INFORMATION SHOWN ::
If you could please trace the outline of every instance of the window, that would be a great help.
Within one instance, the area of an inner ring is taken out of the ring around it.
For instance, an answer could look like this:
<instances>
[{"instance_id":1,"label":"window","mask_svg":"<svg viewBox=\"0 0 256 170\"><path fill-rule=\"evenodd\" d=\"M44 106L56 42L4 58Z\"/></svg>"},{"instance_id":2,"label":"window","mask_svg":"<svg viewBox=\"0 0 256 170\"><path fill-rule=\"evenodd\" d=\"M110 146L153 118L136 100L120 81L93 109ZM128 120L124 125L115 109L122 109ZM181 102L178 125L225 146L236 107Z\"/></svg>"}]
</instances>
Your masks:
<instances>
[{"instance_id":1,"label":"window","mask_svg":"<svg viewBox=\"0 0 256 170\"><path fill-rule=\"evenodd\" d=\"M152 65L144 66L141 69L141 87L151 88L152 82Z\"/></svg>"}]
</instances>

BRIEF :: Swap "trace" for "draw" throughout the listing above and write it out again, leaving everything else unchanged.

ANSWER BELOW ::
If you could please draw the outline of every instance of the window, that would be a great help.
Within one instance, the area of an inner ring is taken out of the ring around it.
For instance, an answer could look like this:
<instances>
[{"instance_id":1,"label":"window","mask_svg":"<svg viewBox=\"0 0 256 170\"><path fill-rule=\"evenodd\" d=\"M44 106L56 42L4 58Z\"/></svg>"},{"instance_id":2,"label":"window","mask_svg":"<svg viewBox=\"0 0 256 170\"><path fill-rule=\"evenodd\" d=\"M110 146L153 118L136 100L120 81L93 109ZM128 120L124 125L115 109L122 109ZM181 102L178 125L225 146L236 107Z\"/></svg>"}]
</instances>
Your masks:
<instances>
[{"instance_id":1,"label":"window","mask_svg":"<svg viewBox=\"0 0 256 170\"><path fill-rule=\"evenodd\" d=\"M152 65L144 66L141 69L141 87L151 88L152 82Z\"/></svg>"}]
</instances>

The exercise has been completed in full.